Supplied passage:
<<<<

UX designers twenty years ago used design software products that were not entirely simple, intuitive or fast to use. This meant that designers had to put in a lot more focus, effort, and other resources, in order to produce quality work.

UX designers today, however, have great software products that are intuitive, and easy to learn. The designer is less stressed today than they were twenty years ago.

Looking at this, a persona designed twenty years ago will not efficiently describe the designer of today. That’s a twenty-year difference, but there are other examples with a shorter timeframe too.

A description of most people pre-pandemic will not entirely match how they’d be described today. People began using their devices more, washing their hands more, and using video conferencing tools more. Most students who were just students at the time (especially in countries like Nigeria where public universities did not offer virtual learning during that period), picked up tech skills, got remote jobs and generally did a lot of new things.

All these changes due to the pandemic can affect how users interact with your product. If your persona still reads the same thing it did pre-pandemic, you may want to revisit that data and ensure it is still accurate.

When to Update your Persona

Research conducted by the Nielsen Norman Group showed that UX designers who updated their personas quarterly, recorded better user experience in the final product, due to the impact of the persona.

A chart showing how often personas are update and the impact of the personas in each category.
Image source: nngroup.com

The research article read: “Adopting a quarterly revision schedule paid off for many projects. These trends suggest that teams who keep their personas up-to-date perceive their projects as more successful in improving the user experience of their final products than teams who fail to keep persona data updated.”

If updating personas quarterly may be overwhelming for you and the company, consider updating on a need basis. Below are instances where you may need to update your persona:

1. As you receive new data on your users.

>>>>

Extracted data:

<<<<

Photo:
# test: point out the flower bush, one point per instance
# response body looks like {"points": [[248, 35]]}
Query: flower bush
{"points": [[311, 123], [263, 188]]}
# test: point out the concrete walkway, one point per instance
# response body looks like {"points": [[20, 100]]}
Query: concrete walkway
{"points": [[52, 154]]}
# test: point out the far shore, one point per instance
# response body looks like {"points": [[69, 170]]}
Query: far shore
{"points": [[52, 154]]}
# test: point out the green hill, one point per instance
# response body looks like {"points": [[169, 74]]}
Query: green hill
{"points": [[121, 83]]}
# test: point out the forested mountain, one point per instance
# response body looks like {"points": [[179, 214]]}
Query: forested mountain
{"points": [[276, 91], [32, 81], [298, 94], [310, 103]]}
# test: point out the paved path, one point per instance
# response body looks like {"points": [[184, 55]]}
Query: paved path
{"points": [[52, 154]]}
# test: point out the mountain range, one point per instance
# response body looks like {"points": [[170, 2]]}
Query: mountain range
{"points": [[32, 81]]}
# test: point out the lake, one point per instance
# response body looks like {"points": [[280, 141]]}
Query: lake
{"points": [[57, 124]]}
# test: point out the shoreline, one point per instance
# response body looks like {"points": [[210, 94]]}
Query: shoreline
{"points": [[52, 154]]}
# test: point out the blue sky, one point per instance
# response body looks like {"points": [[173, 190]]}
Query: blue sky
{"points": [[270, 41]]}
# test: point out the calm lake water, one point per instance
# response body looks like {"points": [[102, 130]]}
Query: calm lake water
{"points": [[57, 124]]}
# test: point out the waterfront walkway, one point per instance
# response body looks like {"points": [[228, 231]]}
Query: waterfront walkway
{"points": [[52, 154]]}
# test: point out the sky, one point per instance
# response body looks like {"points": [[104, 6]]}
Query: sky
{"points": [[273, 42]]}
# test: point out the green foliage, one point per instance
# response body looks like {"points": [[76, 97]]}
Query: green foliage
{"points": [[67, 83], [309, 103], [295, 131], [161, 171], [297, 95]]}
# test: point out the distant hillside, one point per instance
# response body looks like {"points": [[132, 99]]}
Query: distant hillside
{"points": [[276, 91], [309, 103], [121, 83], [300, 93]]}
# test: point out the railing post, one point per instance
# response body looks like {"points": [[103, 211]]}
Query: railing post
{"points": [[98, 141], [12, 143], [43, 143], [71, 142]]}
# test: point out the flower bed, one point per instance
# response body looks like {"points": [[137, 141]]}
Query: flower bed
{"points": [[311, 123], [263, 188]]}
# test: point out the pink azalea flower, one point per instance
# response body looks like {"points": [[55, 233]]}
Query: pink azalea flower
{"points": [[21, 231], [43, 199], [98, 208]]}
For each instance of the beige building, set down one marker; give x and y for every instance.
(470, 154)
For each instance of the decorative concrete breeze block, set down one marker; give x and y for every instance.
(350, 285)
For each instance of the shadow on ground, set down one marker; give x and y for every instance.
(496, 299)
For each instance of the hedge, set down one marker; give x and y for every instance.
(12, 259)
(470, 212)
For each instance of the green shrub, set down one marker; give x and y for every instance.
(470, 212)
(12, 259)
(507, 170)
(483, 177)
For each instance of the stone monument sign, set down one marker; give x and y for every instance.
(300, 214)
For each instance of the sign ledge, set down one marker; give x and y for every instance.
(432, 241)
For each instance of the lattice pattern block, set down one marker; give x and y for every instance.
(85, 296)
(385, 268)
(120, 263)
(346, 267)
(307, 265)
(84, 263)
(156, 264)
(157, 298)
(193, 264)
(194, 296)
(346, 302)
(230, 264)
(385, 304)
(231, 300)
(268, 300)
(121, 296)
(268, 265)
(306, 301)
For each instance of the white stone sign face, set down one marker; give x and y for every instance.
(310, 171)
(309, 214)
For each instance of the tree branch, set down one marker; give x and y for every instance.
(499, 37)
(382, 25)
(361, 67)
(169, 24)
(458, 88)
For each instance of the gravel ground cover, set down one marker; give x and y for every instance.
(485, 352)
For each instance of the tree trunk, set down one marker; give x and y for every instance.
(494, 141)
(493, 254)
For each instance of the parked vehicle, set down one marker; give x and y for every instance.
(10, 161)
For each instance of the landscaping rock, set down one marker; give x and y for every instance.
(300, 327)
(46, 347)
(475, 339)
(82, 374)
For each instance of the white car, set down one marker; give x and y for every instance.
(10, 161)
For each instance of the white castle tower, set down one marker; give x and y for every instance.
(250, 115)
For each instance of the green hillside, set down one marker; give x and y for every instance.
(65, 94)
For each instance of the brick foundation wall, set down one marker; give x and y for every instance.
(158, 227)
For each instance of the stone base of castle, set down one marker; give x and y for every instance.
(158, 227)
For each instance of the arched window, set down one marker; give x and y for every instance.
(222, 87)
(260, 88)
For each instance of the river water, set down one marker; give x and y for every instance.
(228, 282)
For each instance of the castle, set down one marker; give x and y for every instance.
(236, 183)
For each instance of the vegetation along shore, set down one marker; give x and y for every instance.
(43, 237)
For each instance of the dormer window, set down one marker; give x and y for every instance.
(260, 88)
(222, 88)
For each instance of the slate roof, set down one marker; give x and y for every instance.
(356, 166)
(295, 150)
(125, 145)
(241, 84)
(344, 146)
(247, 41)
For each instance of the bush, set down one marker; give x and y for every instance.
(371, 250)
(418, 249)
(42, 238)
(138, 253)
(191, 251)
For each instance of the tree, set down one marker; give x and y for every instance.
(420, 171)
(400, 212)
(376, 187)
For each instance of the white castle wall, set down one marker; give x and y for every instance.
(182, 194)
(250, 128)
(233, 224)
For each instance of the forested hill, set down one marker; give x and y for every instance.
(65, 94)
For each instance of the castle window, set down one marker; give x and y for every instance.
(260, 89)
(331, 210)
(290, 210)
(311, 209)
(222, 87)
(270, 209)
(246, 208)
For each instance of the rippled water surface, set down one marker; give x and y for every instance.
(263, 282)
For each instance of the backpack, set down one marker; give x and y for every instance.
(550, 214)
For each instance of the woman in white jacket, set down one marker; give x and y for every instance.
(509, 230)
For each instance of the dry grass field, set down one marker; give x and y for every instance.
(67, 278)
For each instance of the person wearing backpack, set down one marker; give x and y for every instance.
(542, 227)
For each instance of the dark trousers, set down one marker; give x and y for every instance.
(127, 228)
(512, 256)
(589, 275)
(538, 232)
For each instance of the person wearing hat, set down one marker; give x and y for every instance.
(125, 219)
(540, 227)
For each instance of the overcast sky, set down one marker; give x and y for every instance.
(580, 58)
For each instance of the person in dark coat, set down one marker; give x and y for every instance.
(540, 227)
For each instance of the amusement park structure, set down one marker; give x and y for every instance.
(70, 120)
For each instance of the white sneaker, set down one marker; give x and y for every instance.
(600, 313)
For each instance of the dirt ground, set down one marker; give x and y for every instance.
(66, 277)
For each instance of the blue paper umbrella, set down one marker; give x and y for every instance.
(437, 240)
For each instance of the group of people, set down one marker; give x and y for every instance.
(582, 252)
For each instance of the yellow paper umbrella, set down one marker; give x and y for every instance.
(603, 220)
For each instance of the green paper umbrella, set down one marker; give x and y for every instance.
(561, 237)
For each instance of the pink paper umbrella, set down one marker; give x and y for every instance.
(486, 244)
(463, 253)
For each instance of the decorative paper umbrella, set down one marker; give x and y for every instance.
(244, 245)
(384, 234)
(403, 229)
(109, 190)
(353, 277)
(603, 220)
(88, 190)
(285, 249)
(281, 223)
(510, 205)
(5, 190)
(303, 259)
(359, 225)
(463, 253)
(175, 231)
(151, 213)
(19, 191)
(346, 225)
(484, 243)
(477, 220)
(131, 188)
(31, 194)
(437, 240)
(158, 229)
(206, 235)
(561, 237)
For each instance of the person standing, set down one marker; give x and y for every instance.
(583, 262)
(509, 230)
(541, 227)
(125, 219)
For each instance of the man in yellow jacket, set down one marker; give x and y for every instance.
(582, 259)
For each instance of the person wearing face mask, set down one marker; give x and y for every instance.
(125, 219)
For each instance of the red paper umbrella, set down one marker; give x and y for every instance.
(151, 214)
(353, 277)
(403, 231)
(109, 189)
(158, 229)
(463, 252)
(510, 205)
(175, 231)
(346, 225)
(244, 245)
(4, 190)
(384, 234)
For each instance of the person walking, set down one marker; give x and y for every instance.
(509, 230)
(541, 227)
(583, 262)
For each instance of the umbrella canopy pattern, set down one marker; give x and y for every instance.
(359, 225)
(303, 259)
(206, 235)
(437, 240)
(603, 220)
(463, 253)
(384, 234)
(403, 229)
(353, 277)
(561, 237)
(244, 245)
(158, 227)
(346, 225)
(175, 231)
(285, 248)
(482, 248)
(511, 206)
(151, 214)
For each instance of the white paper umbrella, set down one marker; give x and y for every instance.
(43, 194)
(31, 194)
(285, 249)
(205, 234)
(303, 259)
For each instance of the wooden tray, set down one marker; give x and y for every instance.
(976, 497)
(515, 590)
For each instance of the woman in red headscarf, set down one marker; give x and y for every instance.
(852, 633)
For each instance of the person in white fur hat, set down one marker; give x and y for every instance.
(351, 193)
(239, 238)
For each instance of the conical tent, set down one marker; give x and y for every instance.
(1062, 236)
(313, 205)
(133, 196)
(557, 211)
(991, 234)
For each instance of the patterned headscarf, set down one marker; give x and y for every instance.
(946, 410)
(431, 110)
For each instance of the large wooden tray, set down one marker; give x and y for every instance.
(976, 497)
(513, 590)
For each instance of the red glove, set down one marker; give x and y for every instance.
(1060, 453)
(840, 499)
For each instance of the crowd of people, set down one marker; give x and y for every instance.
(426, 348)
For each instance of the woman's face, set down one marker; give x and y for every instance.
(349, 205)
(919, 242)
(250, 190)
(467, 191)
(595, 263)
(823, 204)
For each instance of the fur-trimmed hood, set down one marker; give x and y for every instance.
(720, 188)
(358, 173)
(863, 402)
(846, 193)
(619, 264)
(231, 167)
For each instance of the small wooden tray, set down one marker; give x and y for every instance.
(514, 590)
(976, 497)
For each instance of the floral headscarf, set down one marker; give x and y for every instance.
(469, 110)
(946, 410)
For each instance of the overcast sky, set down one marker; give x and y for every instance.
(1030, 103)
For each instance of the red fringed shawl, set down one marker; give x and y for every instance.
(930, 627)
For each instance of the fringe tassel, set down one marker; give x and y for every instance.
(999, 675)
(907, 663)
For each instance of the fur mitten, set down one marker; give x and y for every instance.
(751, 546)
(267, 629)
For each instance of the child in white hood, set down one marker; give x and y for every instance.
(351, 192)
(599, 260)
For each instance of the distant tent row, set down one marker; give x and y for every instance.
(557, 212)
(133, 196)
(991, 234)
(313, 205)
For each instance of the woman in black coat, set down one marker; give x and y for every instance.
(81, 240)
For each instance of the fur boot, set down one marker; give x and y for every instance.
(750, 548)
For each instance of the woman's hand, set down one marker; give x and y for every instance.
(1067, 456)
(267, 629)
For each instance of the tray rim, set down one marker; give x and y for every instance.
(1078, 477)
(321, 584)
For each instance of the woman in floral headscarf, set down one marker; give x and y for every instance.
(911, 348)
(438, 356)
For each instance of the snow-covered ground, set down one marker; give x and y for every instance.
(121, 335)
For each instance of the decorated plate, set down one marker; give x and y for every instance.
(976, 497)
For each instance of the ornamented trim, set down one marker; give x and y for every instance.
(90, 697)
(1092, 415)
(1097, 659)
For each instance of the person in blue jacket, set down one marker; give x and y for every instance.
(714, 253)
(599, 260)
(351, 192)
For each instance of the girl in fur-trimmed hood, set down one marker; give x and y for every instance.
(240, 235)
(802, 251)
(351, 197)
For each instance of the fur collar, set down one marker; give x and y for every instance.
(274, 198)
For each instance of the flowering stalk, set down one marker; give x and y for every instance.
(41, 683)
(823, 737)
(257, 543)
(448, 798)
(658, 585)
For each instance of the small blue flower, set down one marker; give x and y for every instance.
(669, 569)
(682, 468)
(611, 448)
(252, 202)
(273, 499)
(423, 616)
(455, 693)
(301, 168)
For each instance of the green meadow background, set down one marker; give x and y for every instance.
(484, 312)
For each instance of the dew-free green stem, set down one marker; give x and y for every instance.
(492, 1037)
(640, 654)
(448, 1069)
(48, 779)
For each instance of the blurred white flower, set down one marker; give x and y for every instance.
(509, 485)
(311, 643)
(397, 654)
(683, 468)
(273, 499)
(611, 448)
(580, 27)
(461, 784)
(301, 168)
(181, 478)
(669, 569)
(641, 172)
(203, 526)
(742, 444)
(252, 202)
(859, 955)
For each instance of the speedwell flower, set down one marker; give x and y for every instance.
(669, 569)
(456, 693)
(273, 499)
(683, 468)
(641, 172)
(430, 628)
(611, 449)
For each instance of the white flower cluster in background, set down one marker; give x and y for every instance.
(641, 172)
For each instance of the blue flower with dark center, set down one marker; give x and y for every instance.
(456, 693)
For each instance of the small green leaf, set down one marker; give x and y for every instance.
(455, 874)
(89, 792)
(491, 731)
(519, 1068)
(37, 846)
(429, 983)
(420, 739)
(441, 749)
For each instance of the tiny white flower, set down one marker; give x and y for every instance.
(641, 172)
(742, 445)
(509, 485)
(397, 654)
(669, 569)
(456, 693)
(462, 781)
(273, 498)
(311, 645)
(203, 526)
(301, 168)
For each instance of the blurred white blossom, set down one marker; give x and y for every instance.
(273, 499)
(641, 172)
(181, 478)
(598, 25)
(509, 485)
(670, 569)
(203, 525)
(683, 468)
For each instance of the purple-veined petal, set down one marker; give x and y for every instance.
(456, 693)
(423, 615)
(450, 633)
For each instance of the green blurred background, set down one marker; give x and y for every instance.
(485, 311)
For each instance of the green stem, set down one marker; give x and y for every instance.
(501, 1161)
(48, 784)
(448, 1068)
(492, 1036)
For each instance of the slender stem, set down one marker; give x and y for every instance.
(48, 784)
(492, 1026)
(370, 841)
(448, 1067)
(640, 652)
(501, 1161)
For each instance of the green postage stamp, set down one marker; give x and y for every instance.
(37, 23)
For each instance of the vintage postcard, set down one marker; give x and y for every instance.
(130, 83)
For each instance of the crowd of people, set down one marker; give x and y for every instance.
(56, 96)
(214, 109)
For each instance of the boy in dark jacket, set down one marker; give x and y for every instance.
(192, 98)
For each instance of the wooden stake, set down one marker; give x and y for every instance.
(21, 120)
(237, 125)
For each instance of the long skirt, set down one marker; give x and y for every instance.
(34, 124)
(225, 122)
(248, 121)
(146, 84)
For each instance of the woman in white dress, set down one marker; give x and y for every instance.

>>>>

Tasks:
1) Answer these questions about the text on updating UX personas, one line each:
(a) What result did the Nielsen Norman Group research find for UX designers who updated their personas quarterly?
(b) Which country is named as one where public universities did not offer virtual learning during the pandemic?
(c) What does the text suggest doing if updating personas quarterly may be overwhelming?
2) Resume the text on updating UX personas from where it stops.

Numbered answers:
1)
(a) They recorded better user experience in the final product, due to the impact of the persona.
(b) Nigeria.
(c) Update the persona on a need basis.

2)
Generally, I begin research with an archetype (proto persona in this case). After I have gathered insights from research, I update this persona to match the data I have now received.

If you employ lean methodologies in your company or process and you test with users often, every test can serve as a new opportunity to update your persona on the things you’ve just learned.

Sometimes it is not making changes to existing information, but simply adding to it based on newfound insights.

Once you have an opportunity to interact with users, including tracking their behaviour on your product, sit with it and identify any new insight that will help build your persona.

2. After major changes in the industry your target users operate in

You should keep an eye on the goings on in the industry your users operate in to identify changes that may impact their lives positively or negatively.

This change can be global or industry-specific. Again, a good example is the pandemic. What it did was open the door to a lot more remote work, especially in the tech space. So your typical persona who goes to work every day and needs to get on a bus or wait for an Uber now works from their home. That’s a big change that can impact your users and how you design for them.

3. When the business or business goals have changed

It is possible that after some years, you decide to make a pivot with the business and where it is headed. In this case, the people you were serving before may not necessarily remain your target. So you have to find out.

Do not simply move with an old persona (what’s that they say about new wine in old wineskins?). Conduct research and determine if your persona needs to be updated.

As a human being, you learn new things about yourself as you go through life. You may find a new hobby or discover a new trait. Other times your views on certain things change. You can go from earning $10,000 a year to $100,000. You can also go from $100k to bankruptcy. People change. And so should personas.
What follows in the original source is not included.